YOUR OBJECTIVE — The entries that follow need to be printed exactly as they are, minus any pictures.

(Referring expression pointing data)
- - - - -

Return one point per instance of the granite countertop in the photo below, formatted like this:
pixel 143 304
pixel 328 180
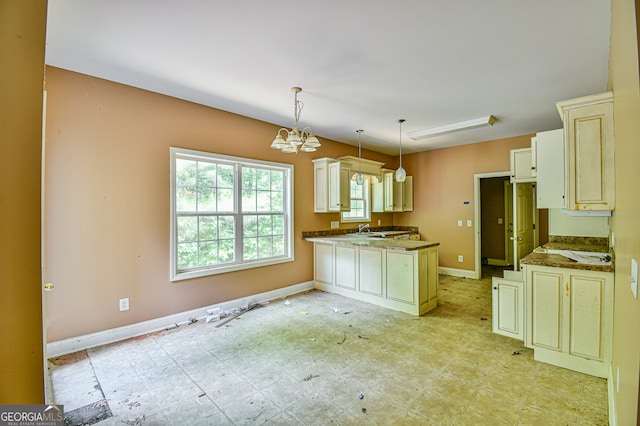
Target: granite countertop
pixel 579 244
pixel 375 242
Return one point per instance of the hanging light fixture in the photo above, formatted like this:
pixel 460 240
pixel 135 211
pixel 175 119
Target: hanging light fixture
pixel 359 177
pixel 401 174
pixel 296 140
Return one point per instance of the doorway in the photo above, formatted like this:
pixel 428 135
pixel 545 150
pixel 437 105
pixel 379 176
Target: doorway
pixel 506 219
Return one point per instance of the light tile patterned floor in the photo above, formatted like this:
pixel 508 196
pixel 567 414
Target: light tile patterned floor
pixel 306 364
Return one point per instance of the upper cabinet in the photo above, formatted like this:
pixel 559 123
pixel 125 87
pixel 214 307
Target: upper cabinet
pixel 331 185
pixel 589 152
pixel 522 163
pixel 391 195
pixel 550 166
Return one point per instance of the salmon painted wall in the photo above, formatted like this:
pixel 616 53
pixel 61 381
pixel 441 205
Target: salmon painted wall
pixel 22 46
pixel 443 181
pixel 107 202
pixel 624 76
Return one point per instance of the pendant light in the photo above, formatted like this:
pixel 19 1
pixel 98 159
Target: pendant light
pixel 359 177
pixel 401 174
pixel 296 140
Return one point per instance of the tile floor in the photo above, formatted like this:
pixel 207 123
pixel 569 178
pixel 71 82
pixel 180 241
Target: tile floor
pixel 325 359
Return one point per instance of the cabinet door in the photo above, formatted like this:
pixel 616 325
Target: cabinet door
pixel 401 276
pixel 407 201
pixel 371 270
pixel 320 188
pixel 521 166
pixel 546 309
pixel 550 165
pixel 587 310
pixel 507 307
pixel 590 157
pixel 338 182
pixel 346 261
pixel 323 263
pixel 388 191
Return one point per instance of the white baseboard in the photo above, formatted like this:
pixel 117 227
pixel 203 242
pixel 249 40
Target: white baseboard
pixel 75 344
pixel 613 419
pixel 464 273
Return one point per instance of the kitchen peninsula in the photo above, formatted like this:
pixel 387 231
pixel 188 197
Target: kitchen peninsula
pixel 398 274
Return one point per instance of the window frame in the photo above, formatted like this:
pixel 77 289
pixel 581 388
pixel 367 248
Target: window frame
pixel 366 200
pixel 177 274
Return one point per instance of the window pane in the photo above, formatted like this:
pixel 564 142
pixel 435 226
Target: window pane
pixel 250 226
pixel 264 179
pixel 186 199
pixel 187 255
pixel 225 251
pixel 187 229
pixel 186 172
pixel 226 226
pixel 264 201
pixel 225 200
pixel 208 253
pixel 277 205
pixel 206 200
pixel 250 248
pixel 208 228
pixel 264 225
pixel 225 176
pixel 277 180
pixel 206 174
pixel 265 247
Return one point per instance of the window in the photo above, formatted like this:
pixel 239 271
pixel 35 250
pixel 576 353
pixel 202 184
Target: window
pixel 228 213
pixel 359 201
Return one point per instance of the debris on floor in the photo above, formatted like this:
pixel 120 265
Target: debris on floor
pixel 309 377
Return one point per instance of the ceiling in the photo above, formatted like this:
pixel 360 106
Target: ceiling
pixel 362 64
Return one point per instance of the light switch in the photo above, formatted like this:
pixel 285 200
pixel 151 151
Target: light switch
pixel 634 278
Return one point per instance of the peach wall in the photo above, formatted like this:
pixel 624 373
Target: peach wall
pixel 22 44
pixel 107 202
pixel 624 81
pixel 443 181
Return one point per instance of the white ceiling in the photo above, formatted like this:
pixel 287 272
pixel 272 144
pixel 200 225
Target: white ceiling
pixel 362 64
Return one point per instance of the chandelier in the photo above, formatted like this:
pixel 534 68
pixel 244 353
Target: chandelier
pixel 296 140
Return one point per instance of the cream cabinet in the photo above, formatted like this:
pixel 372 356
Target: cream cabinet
pixel 550 166
pixel 402 280
pixel 589 149
pixel 569 321
pixel 391 195
pixel 522 165
pixel 507 308
pixel 331 185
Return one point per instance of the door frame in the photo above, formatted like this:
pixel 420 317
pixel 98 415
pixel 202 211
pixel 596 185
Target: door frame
pixel 476 217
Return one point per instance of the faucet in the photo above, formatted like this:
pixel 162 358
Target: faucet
pixel 362 227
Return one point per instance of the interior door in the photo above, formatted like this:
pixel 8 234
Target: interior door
pixel 523 222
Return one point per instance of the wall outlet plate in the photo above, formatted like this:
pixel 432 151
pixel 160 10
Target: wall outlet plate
pixel 634 278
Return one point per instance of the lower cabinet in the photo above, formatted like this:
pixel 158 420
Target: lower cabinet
pixel 405 281
pixel 507 308
pixel 569 321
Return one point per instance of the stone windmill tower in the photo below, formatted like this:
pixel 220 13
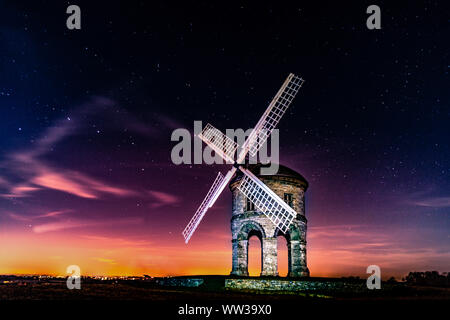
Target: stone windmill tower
pixel 246 222
pixel 279 198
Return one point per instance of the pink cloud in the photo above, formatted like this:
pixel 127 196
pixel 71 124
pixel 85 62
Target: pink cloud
pixel 163 198
pixel 433 202
pixel 57 182
pixel 18 217
pixel 53 213
pixel 70 224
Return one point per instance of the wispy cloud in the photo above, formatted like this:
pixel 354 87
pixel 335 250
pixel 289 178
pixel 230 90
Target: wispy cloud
pixel 70 224
pixel 53 213
pixel 163 198
pixel 36 174
pixel 433 202
pixel 105 260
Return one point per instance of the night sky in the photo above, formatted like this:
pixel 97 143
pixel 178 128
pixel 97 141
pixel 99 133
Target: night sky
pixel 86 118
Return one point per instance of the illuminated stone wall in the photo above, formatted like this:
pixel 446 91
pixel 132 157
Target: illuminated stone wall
pixel 245 224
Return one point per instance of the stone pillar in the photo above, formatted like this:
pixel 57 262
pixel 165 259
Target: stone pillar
pixel 269 257
pixel 240 257
pixel 298 259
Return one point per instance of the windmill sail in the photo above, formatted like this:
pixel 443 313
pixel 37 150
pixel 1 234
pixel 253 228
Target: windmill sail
pixel 280 213
pixel 269 120
pixel 216 189
pixel 219 142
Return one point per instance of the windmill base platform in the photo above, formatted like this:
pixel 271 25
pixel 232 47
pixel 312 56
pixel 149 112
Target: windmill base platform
pixel 271 284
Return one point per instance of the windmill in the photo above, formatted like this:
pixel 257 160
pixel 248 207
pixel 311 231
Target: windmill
pixel 264 199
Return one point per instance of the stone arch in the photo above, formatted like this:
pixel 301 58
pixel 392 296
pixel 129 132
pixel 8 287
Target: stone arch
pixel 287 235
pixel 249 229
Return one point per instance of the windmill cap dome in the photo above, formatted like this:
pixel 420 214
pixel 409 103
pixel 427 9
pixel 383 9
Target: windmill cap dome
pixel 283 171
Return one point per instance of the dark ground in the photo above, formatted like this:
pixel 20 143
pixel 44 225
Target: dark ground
pixel 143 298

- - - - -

ANSWER AREA —
Return one point per instance of the granite countertop in the photo below, formatted like this:
pixel 143 304
pixel 328 180
Target: granite countertop
pixel 579 244
pixel 375 242
Return one point per instance of the hanging light fixture in the photo above, formatted like this:
pixel 460 240
pixel 135 211
pixel 175 119
Target: hanging light fixture
pixel 359 177
pixel 401 174
pixel 296 140
Return one point per instance of the doorway in the photo above, formatted like this:
pixel 428 135
pixel 545 150
pixel 437 105
pixel 379 176
Target: doorway
pixel 506 219
Return one point per instance of the light tile patterned floor in the photo above, formatted like this:
pixel 508 196
pixel 567 414
Target: light tile patterned floor
pixel 306 364
Return one point per instance of the upper cabinet in the photo above, formatted like this:
pixel 559 123
pixel 125 87
pixel 214 307
Target: upper cabinet
pixel 331 185
pixel 589 152
pixel 522 163
pixel 391 195
pixel 550 166
Return one point per instance of the salmon painted wall in the photo above, formatted like this:
pixel 616 53
pixel 61 381
pixel 441 205
Target: salmon painted wall
pixel 22 46
pixel 443 181
pixel 107 202
pixel 624 76
Return one point per instance of the pendant light in the photo above, formatted like this:
pixel 19 1
pixel 98 159
Target: pendant light
pixel 359 177
pixel 401 174
pixel 296 140
Return one point per instance of the tile floor in the photo above, formatted like this:
pixel 207 123
pixel 569 178
pixel 71 82
pixel 180 241
Target: tile floor
pixel 325 359
Return one point per instance of the cabinet door in the photo above, formatted like this:
pixel 616 325
Target: cabinet door
pixel 401 276
pixel 407 201
pixel 371 270
pixel 320 188
pixel 521 166
pixel 546 309
pixel 550 165
pixel 587 310
pixel 507 307
pixel 590 157
pixel 338 182
pixel 346 261
pixel 323 263
pixel 388 191
Return one point per instance of the white baseboard in the photo above, formatted like this:
pixel 117 227
pixel 203 242
pixel 249 40
Target: white baseboard
pixel 75 344
pixel 613 419
pixel 464 273
Return one point per instance of the kitchen peninsula in the photo above, formatted like this:
pixel 387 231
pixel 188 197
Target: kitchen peninsula
pixel 398 274
Return one point per instance of the window frame in the photo above, formatted like this:
pixel 77 289
pixel 581 388
pixel 367 248
Target: window frame
pixel 366 200
pixel 177 274
Return one point per instance of the window pane in the photo above, formatted like this:
pixel 564 142
pixel 435 226
Target: window pane
pixel 250 226
pixel 264 179
pixel 186 199
pixel 187 255
pixel 225 251
pixel 187 229
pixel 186 172
pixel 226 226
pixel 264 201
pixel 225 200
pixel 208 253
pixel 277 205
pixel 206 200
pixel 250 248
pixel 208 228
pixel 264 225
pixel 225 176
pixel 277 180
pixel 206 174
pixel 265 247
Return one point per instance of the window in the photo above, formatted like this:
pixel 239 271
pixel 35 250
pixel 576 353
pixel 202 184
Target: window
pixel 228 213
pixel 359 201
Return one point per instance of the debris on floor in the photo above, formatted like this:
pixel 120 265
Target: debris on floor
pixel 309 377
Return one point per instance of the ceiling in the photo above, formatted like this:
pixel 360 106
Target: ceiling
pixel 362 64
Return one point per instance of the light switch in the photo above, formatted like this:
pixel 285 200
pixel 151 151
Target: light switch
pixel 634 278
Return one point per instance of the peach wall in the photo above, formatted like this:
pixel 624 373
Target: peach wall
pixel 22 44
pixel 107 202
pixel 624 81
pixel 443 181
Return one point per instance of the white ceiling in the photo above, formatted like this:
pixel 287 272
pixel 272 144
pixel 200 225
Target: white ceiling
pixel 362 64
Return one point per instance of the chandelier in the photo above, formatted like this:
pixel 534 68
pixel 244 353
Target: chandelier
pixel 296 140
Return one point per instance of the cream cabinet in the photo above, formatted like this:
pixel 372 356
Target: cream cabinet
pixel 550 166
pixel 402 280
pixel 589 149
pixel 569 321
pixel 391 195
pixel 522 165
pixel 507 308
pixel 331 185
Return one point per instance of the door frame in the photo above, formatted like this:
pixel 420 317
pixel 98 415
pixel 202 211
pixel 596 185
Target: door frame
pixel 476 217
Return one point per instance of the faucet in the photo above, formatted like this:
pixel 162 358
Target: faucet
pixel 362 227
Return one point per instance of the interior door in the photo above, formatted like this:
pixel 8 234
Target: interior door
pixel 523 222
Return one point per instance of the wall outlet plate in the photo above, formatted like this:
pixel 432 151
pixel 160 10
Target: wall outlet plate
pixel 634 278
Return one point per instance of the lower cabinet in the photo above, formatted like this:
pixel 158 420
Target: lower cabinet
pixel 405 281
pixel 507 308
pixel 569 321
Return one point per instance of the stone windmill tower in the photo below, formatted like this:
pixel 220 13
Target: stone windmill tower
pixel 246 222
pixel 279 198
Return one point per instance of the pink cloud in the photo above, formatted like this:
pixel 127 196
pixel 71 124
pixel 85 62
Target: pink cloud
pixel 163 198
pixel 433 202
pixel 57 182
pixel 18 217
pixel 53 213
pixel 70 224
Return one point per instance of the wispy cloud in the photo above, formatted like this:
pixel 354 87
pixel 335 250
pixel 289 178
pixel 230 90
Target: wispy cloud
pixel 70 224
pixel 53 213
pixel 163 198
pixel 36 174
pixel 433 202
pixel 105 260
Return one point per instance of the night sky in the photo above, formatted like this:
pixel 97 143
pixel 178 128
pixel 97 141
pixel 99 133
Target: night sky
pixel 86 118
Return one point per instance of the illuminated stone wall in the photo above, formatted like this:
pixel 446 91
pixel 132 157
Target: illuminated stone wall
pixel 245 224
Return one point per instance of the stone pillar in the photo above, formatted like this:
pixel 57 262
pixel 165 259
Target: stone pillar
pixel 269 257
pixel 240 257
pixel 298 259
Return one point per instance of the windmill sail in the photo above, formatted like this:
pixel 443 313
pixel 37 150
pixel 1 234
pixel 253 228
Target: windmill sail
pixel 280 213
pixel 269 120
pixel 216 189
pixel 219 142
Return one point per instance of the windmill base platform in the photo above, formatted like this:
pixel 271 25
pixel 232 47
pixel 312 56
pixel 149 112
Target: windmill base platform
pixel 271 284
Return one point per instance of the windmill in the photo above, formatted like this:
pixel 257 160
pixel 248 207
pixel 311 231
Target: windmill
pixel 264 199
Return one point per instance of the stone arch in the photo above, formatted like this:
pixel 301 58
pixel 392 296
pixel 129 132
pixel 8 287
Target: stone arch
pixel 287 235
pixel 249 229
Return one point per instance of the windmill cap dome in the photo above, formatted like this:
pixel 420 214
pixel 409 103
pixel 427 9
pixel 383 9
Target: windmill cap dome
pixel 283 171
Return one point per instance of the dark ground in the photo above, formatted like this:
pixel 20 143
pixel 44 225
Target: dark ground
pixel 143 298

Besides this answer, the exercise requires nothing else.